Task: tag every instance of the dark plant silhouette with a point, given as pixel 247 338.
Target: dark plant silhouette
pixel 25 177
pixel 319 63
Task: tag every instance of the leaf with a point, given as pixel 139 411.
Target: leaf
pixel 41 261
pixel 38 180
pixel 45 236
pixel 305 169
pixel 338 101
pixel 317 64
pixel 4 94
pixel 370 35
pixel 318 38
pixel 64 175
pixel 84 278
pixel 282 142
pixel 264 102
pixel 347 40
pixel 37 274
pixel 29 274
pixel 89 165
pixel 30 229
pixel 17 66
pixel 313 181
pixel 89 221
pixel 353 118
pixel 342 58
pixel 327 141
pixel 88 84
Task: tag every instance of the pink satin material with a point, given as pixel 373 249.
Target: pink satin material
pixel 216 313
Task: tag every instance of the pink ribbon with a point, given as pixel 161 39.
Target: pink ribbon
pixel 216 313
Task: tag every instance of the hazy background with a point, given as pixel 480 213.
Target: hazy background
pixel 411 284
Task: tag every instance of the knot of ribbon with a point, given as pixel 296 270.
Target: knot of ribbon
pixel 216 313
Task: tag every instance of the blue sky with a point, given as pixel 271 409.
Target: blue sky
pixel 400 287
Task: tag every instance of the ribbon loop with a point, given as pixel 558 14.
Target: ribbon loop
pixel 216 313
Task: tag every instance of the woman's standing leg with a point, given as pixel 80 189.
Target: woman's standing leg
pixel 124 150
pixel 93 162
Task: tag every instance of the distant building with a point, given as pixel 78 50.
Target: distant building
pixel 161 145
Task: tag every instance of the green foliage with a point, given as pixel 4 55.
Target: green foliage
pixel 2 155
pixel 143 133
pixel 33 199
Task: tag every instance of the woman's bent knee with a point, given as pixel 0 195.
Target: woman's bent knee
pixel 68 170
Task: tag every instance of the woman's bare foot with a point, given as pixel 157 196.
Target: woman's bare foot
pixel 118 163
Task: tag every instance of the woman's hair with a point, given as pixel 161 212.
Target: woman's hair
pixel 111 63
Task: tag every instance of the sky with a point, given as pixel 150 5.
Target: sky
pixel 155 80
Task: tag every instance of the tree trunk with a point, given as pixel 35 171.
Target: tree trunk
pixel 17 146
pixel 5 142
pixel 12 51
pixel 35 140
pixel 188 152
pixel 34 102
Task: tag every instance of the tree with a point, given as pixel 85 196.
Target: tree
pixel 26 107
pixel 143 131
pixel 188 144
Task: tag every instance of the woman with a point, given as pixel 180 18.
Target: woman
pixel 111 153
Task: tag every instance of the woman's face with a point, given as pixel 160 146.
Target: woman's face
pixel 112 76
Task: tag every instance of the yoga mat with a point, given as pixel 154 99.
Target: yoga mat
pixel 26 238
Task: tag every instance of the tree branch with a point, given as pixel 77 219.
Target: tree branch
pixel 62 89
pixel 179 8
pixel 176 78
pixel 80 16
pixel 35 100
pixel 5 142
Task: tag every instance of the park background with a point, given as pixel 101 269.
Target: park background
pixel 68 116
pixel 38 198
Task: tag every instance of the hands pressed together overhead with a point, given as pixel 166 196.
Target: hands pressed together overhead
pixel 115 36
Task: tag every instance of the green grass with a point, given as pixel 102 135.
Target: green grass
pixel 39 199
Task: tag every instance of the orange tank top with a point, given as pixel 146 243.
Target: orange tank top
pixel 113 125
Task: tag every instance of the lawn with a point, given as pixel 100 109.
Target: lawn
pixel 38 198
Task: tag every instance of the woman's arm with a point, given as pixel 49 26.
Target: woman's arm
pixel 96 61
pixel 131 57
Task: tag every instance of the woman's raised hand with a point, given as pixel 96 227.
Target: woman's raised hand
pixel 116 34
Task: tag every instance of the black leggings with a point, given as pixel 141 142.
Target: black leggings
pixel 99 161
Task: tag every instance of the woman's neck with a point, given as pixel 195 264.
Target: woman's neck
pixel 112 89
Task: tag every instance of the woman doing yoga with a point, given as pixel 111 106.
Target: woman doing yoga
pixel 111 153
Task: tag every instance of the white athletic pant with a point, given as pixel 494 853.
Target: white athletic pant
◇ ◇ ◇
> [Aim of the task]
Reproduce every one of the records above verbatim, line by line, with no alterations, omissions, or additions.

> [Output below]
Task: tag every instance of the dark plant silhouette with a point, given as pixel 247 338.
Target: dark plant silhouette
pixel 25 177
pixel 319 63
Task: tag every instance of the leaf with a point, given as pixel 139 411.
Target: leaf
pixel 41 261
pixel 38 180
pixel 45 236
pixel 305 169
pixel 338 101
pixel 317 64
pixel 4 94
pixel 370 35
pixel 318 38
pixel 64 175
pixel 84 278
pixel 282 142
pixel 264 102
pixel 347 40
pixel 37 274
pixel 29 274
pixel 89 165
pixel 30 229
pixel 17 66
pixel 313 181
pixel 89 221
pixel 353 118
pixel 342 58
pixel 327 141
pixel 88 84
Task: tag every instance of the pink satin material with a point, given as pixel 373 249.
Target: pink satin material
pixel 216 313
Task: tag every instance of the pink ribbon with a point, given as pixel 161 39.
Target: pink ribbon
pixel 216 313
Task: tag every instance of the hazy background with a point, given as pixel 480 213.
Target: hazy background
pixel 411 284
Task: tag every instance of the knot of ribbon with a point, given as pixel 296 270.
Target: knot of ribbon
pixel 216 313
Task: tag every instance of the blue sky with a point, given as pixel 271 409.
Target: blue sky
pixel 400 287
Task: tag every instance of the ribbon loop with a point, given as pixel 558 14.
Target: ribbon loop
pixel 216 313
Task: tag every instance of the woman's standing leg with a point, given as pixel 80 189.
Target: woman's standing leg
pixel 124 150
pixel 93 162
Task: tag every instance of the distant building with a point, given as pixel 78 50.
Target: distant building
pixel 161 145
Task: tag every instance of the green foliage with a point, given as pixel 4 55.
Target: green foliage
pixel 2 155
pixel 143 133
pixel 33 199
Task: tag every instance of the woman's bent knee with a point, given as pixel 0 195.
Target: woman's bent knee
pixel 68 170
Task: tag every instance of the woman's bare foot with a point, given as pixel 157 196.
Target: woman's bare foot
pixel 118 163
Task: tag every instance of the woman's hair with a point, given as pixel 161 212.
Target: woman's hair
pixel 111 63
Task: tag every instance of the sky with a point, given as pixel 150 5.
Target: sky
pixel 155 80
Task: tag every instance of the tree trunk with a point, given as pixel 35 171.
Target: tree trunk
pixel 17 146
pixel 5 142
pixel 12 51
pixel 35 140
pixel 188 152
pixel 34 102
Task: tag every instance of the tree with a point, given as pixel 85 196.
Target: tree
pixel 26 107
pixel 143 131
pixel 188 144
Task: tag every instance of the woman with a point, given as pixel 180 18.
Target: woman
pixel 111 153
Task: tag every instance of the woman's face with a point, given as pixel 160 146.
Target: woman's face
pixel 112 76
Task: tag every instance of the yoga mat with a point, given as pixel 154 99.
Target: yoga mat
pixel 26 238
Task: tag every instance of the tree branch with a point, given as pixel 77 219.
Target: tree branch
pixel 62 89
pixel 179 8
pixel 176 78
pixel 80 16
pixel 35 100
pixel 5 142
Task: tag every instance of the park background with a point, given as pixel 101 269.
Target: park background
pixel 68 116
pixel 38 198
Task: tag every instance of the hands pressed together overhead with a point, given as pixel 166 196.
Target: hands pressed together overhead
pixel 115 36
Task: tag every instance of the green grass with a point, given as pixel 102 135.
Target: green grass
pixel 39 199
Task: tag every instance of the orange tank top with a point, given as pixel 146 243.
Target: orange tank top
pixel 113 125
Task: tag every instance of the lawn with a point, given as pixel 100 109.
Target: lawn
pixel 38 198
Task: tag every instance of the woman's arm with a point, given as pixel 49 26.
Target: woman's arm
pixel 96 61
pixel 131 57
Task: tag every instance of the woman's raised hand with a point, given as pixel 96 227.
Target: woman's raised hand
pixel 116 34
Task: tag every instance of the black leggings with a point, given as pixel 141 142.
Target: black leggings
pixel 99 161
Task: tag every instance of the woman's neck with a point, given as pixel 195 264.
Target: woman's neck
pixel 112 89
Task: tag every instance of the woman doing yoga with a point, given as pixel 111 106.
Target: woman doing yoga
pixel 111 153
Task: tag every instance of the white athletic pant with a point, given as pixel 494 853.
Target: white athletic pant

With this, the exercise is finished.